TASK DETAILS |
The data below is to be returned in full and exactly.
* Begin RECORD EXTRACTS *
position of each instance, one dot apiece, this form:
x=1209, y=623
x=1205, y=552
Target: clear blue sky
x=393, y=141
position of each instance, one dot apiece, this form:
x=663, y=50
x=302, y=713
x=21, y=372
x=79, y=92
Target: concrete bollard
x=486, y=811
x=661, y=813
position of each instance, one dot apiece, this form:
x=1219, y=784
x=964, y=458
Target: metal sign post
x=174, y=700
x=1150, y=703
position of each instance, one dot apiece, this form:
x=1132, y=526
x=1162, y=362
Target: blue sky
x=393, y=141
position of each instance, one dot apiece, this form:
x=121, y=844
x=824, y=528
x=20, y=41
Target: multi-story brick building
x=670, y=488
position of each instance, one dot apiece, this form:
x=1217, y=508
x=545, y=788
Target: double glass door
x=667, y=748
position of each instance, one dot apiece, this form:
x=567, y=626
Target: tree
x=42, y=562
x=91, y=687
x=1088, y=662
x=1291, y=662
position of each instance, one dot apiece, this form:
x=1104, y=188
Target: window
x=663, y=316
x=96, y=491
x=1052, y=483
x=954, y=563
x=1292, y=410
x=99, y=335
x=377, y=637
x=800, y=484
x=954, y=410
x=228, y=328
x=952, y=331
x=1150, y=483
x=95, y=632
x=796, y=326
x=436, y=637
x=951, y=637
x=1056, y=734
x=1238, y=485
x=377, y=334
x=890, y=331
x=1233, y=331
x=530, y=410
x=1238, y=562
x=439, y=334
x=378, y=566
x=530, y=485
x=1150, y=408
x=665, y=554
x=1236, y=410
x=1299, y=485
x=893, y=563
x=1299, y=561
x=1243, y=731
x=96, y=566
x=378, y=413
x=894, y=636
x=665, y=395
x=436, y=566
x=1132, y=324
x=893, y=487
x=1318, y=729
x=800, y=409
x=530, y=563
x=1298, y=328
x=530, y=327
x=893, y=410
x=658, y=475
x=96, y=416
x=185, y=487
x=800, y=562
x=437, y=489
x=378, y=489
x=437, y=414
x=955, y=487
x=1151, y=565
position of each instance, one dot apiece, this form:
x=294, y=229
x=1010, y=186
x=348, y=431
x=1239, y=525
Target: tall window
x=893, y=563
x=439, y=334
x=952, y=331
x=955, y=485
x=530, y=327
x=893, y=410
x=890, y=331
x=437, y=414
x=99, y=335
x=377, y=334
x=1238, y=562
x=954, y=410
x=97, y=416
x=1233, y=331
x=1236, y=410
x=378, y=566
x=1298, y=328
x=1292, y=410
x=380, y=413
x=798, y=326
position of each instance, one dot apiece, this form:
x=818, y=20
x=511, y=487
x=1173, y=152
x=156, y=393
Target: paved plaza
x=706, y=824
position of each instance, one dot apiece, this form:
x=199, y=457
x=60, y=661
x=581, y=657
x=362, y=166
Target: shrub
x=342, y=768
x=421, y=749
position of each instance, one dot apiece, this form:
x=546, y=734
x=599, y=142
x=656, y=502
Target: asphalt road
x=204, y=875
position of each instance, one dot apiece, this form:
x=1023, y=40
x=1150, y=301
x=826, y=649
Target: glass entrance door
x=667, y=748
* End RECORD EXTRACTS *
CORRECT RESPONSE |
position of each instance, one dot apiece, this form:
x=1209, y=623
x=1205, y=552
Target: clear blue sky
x=393, y=141
position of each instance, one dot apiece, this form:
x=663, y=50
x=302, y=713
x=21, y=372
x=79, y=92
Target: concrete bollard
x=486, y=811
x=661, y=813
position of each instance, one dot apiece, this form:
x=1219, y=784
x=964, y=458
Target: metal sign post
x=174, y=700
x=1150, y=703
position of each instance, one dot apiece, this form:
x=1132, y=526
x=1162, y=362
Target: blue sky
x=393, y=141
position of each instance, one dot apiece, this form:
x=121, y=844
x=824, y=528
x=20, y=41
Target: multi-story brick building
x=670, y=488
position of each instance, one dot apiece, this form:
x=1217, y=508
x=545, y=788
Target: double glass door
x=667, y=748
position of each instance, one dot apiece, this form:
x=567, y=626
Target: tree
x=42, y=562
x=91, y=687
x=1088, y=662
x=1291, y=662
position of each instance, one dot apiece, this form:
x=1104, y=188
Target: window
x=663, y=316
x=96, y=491
x=1052, y=483
x=954, y=563
x=1292, y=410
x=99, y=335
x=377, y=637
x=800, y=484
x=954, y=410
x=228, y=328
x=952, y=331
x=1150, y=483
x=95, y=632
x=796, y=326
x=436, y=637
x=951, y=637
x=1056, y=734
x=1238, y=485
x=377, y=334
x=890, y=331
x=1233, y=331
x=530, y=410
x=1238, y=562
x=439, y=334
x=378, y=566
x=530, y=485
x=1150, y=408
x=665, y=554
x=1236, y=410
x=1299, y=485
x=893, y=563
x=1299, y=561
x=1243, y=731
x=96, y=566
x=378, y=413
x=894, y=636
x=665, y=395
x=436, y=566
x=1132, y=324
x=893, y=487
x=1318, y=729
x=800, y=409
x=530, y=563
x=1298, y=328
x=530, y=327
x=893, y=410
x=658, y=475
x=96, y=416
x=185, y=487
x=800, y=562
x=437, y=489
x=378, y=489
x=437, y=414
x=955, y=487
x=1151, y=565
position of each instance, one dot apiece, this form:
x=294, y=229
x=1010, y=186
x=348, y=431
x=1239, y=525
Target: tall window
x=893, y=563
x=439, y=334
x=952, y=331
x=955, y=485
x=530, y=327
x=893, y=410
x=890, y=331
x=437, y=414
x=99, y=335
x=377, y=334
x=1238, y=562
x=954, y=410
x=97, y=416
x=1233, y=331
x=1236, y=410
x=378, y=566
x=1298, y=328
x=1292, y=410
x=380, y=413
x=798, y=326
position of each instance, one dot apiece, this form:
x=818, y=20
x=511, y=487
x=1173, y=152
x=156, y=393
Target: paved plaza
x=706, y=824
position of each instance, one dot apiece, this form:
x=199, y=457
x=60, y=661
x=581, y=657
x=362, y=166
Target: shrub
x=342, y=768
x=421, y=749
position of each instance, one dot apiece, this form:
x=546, y=734
x=599, y=142
x=656, y=502
Target: asphalt road
x=204, y=875
position of each instance, one dot apiece, this form:
x=1023, y=40
x=1150, y=301
x=826, y=649
Target: glass entrance door
x=667, y=748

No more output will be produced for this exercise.